Problem requirements: Copy out all the lines exactly. Omit pictures.

(Photo object pointing records)
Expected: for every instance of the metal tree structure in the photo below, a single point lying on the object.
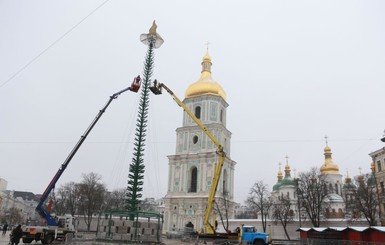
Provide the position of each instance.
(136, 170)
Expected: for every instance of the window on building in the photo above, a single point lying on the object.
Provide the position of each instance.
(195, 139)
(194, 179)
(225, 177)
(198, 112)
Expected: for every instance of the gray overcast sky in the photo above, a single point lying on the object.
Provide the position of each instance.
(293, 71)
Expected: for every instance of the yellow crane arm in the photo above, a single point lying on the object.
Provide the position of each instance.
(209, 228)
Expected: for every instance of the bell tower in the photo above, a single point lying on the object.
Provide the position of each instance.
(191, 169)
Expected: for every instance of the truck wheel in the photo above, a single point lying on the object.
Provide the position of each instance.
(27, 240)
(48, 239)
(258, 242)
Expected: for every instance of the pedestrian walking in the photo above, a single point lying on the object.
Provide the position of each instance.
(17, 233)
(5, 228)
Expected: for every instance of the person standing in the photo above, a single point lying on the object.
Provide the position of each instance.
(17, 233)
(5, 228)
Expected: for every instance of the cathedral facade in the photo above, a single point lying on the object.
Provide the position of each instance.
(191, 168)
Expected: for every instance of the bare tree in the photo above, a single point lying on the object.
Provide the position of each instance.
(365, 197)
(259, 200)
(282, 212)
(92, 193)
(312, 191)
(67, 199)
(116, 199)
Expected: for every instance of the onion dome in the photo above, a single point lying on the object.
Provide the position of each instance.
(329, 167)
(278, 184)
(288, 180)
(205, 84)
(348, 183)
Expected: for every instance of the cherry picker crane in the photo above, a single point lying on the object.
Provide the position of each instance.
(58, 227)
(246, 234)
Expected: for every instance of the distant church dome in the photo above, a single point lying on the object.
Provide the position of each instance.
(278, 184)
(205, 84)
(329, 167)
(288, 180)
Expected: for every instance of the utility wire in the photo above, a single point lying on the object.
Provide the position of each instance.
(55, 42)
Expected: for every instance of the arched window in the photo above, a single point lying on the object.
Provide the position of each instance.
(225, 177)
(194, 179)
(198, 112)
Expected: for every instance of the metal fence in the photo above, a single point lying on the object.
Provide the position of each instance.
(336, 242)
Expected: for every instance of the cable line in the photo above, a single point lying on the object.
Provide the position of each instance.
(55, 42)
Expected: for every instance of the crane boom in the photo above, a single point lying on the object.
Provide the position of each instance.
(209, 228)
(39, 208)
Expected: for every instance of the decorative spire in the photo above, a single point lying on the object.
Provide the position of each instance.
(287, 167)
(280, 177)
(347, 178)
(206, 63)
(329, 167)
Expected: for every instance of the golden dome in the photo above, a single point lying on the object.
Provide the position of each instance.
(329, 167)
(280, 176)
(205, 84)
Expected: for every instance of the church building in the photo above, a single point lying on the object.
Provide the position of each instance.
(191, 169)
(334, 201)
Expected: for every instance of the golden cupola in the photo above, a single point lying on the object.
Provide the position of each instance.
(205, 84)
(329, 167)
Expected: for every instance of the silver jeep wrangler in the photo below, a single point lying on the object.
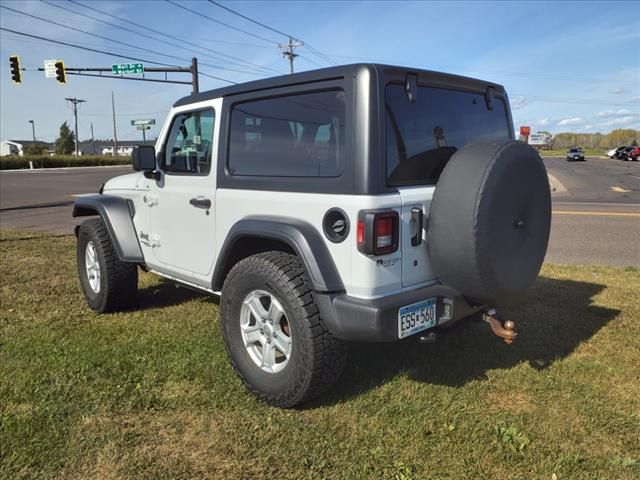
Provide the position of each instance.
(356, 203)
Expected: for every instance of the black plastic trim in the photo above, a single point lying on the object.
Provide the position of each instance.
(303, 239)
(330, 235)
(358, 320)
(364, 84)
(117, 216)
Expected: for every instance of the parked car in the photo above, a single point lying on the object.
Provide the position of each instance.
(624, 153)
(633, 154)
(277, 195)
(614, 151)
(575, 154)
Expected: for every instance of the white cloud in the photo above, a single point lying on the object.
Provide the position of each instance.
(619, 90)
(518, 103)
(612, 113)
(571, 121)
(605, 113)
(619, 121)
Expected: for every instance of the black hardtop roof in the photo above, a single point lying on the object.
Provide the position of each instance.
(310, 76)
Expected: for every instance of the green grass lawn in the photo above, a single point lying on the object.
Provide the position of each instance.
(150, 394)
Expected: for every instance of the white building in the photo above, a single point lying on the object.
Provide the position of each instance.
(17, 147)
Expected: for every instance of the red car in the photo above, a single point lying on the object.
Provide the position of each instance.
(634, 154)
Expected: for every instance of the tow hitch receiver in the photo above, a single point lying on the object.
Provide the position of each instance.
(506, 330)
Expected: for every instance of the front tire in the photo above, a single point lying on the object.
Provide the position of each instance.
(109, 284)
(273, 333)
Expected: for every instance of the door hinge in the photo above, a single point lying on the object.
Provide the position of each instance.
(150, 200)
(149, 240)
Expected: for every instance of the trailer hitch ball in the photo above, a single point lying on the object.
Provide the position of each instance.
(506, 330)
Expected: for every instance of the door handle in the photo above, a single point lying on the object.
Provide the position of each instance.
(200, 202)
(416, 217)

Solution to this task:
Expected: for every instance of the metal tree structure in the photo below, a single point lying on the object.
Provide the position of each instance.
(136, 170)
Expected: for every instance of the window on building in the photo above, a single point lying on the object.
Provide the position of each instance.
(195, 139)
(194, 179)
(225, 177)
(198, 112)
Expected: for every instance of the gray overcast sky in the photo above, a single point lying on the object.
Provide the position of each instance.
(293, 71)
Expected: for every instance of the yellow crane arm in the photo above, a single point lying on the object.
Provide the position of each instance.
(209, 228)
Expected: for every instance of the bell tower in the photo above, a single point lying on the object.
Provide the position of each instance.
(191, 169)
Expected: for every instance of the truck wheel in the photo above, a single point lying on the object.
Provide the position of each instance.
(27, 240)
(48, 239)
(258, 242)
Expected: for every instance of the pedestrian walking in the photo above, a single point lying on the object.
Provide the position of each instance.
(17, 233)
(5, 228)
Expected: for every instance of the person standing in the photo above, a single point lying on the object.
Provide the position of each instance.
(17, 233)
(5, 228)
Expected: for every instance of the cathedral facade in the photo above, a single point lying on the object.
Provide the position of each instance.
(191, 168)
Expected: for every instance of the bare tree in the photo above, a single point lying on the object.
Provide the position of each instance.
(365, 197)
(259, 200)
(282, 212)
(92, 193)
(312, 191)
(67, 199)
(116, 199)
Expected: for every instance of the onion dome in the photo above, a single point lying on the object.
Provide the position of each instance.
(329, 167)
(278, 184)
(288, 180)
(205, 84)
(348, 183)
Expected: for every instance of the cherry picker crane in the photo above, a single point lying on the object.
Provide the position of each instance.
(58, 227)
(246, 234)
Expected: for every instance of the distant church dome in the photo above, a single point lying on the object.
Provide the position of each instance.
(278, 184)
(205, 84)
(329, 167)
(288, 180)
Expected: for every instance of the utility wire in the photo above, a single point lying on the object.
Provide the position of each instance.
(55, 42)
Expected: for every instance of the arched window in the photo above, a single point lying on the object.
Provide the position of each instance.
(225, 177)
(194, 179)
(198, 112)
Expected: for every instance of the metal fence in the photo above, a single point lying on the object.
Provide the position of each instance.
(336, 242)
Expected: for every instance of the cable line in the photo above, a single point lying on the object.
Provide the position of each instance.
(55, 42)
Expected: for every instance of the crane boom in the photo above, a single point lying on the object.
Provide the position of each instance.
(209, 228)
(39, 208)
Expected: for every instance of the decorative spire in the photo above, a single point lying on the object.
Provide the position of each instance.
(287, 167)
(280, 177)
(347, 178)
(206, 63)
(329, 167)
Expected: for every instance of the golden dome in the photo above, a single point lying on the object.
Provide the position of each instance.
(329, 167)
(280, 176)
(205, 84)
Expected: for every instance of the church building in the photo above, a single point lying on the object.
Provide the position of each instance.
(191, 169)
(334, 201)
Expected: for every instance of the golden cupola in the photo above, a single point lying on the object.
Provide the position of each instance.
(205, 84)
(329, 167)
Expected: for every instance of the silver jeep wrangler in the photo below, a single point lying on the object.
Provide the position of each instance.
(356, 203)
Expected: for every instance of the black plastic trim in the photo above, a single point lying on the object.
Provide the position of each instance.
(303, 239)
(330, 235)
(358, 320)
(364, 84)
(117, 216)
Expected: for every instance of the parked car in the photo above, a single point lying on the object.
Provide the position of each instance.
(624, 153)
(633, 154)
(277, 195)
(614, 151)
(575, 154)
Expected: for every instance of the white cloud in the photo above, a single point lying on the object.
Provide the position of each instance.
(619, 90)
(518, 103)
(612, 113)
(571, 121)
(605, 113)
(619, 121)
Expected: for every instance of the black hardtop roof in the photo above, a single point lying on the object.
Provide the position of each instance.
(310, 76)
Expected: for every instance of the green grass lawn in the photo above, a single point lying on the object.
Provide the position of each instance.
(150, 394)
Expected: for every instance of the white building in the photo above, a single point lying on the object.
Provide the position of each instance.
(17, 147)
Expected: for every instance of the red car in the photo above, a single point lying on the object.
Provide the position of each instance.
(634, 154)
Expected: for every instance of the tow hitch receiver in the photo above, a single point lying on the object.
Provide the position of each instance.
(506, 330)
Expected: for every instance of the front tire in the photo above, a single point lying on the object.
Provide the position of each instance.
(109, 284)
(273, 333)
Expected: for every instance of the door hinge in the photo above, a single point lying on the object.
Provide the position of each instance.
(150, 200)
(149, 240)
Expected: for every instance of the trailer hitch ball in the photo above, a single point lying on the object.
Provide the position of each instance.
(506, 330)
Expected: for every instance of the door handle in the photo above, a single point lying on the object.
Provide the position of each instance.
(200, 202)
(416, 217)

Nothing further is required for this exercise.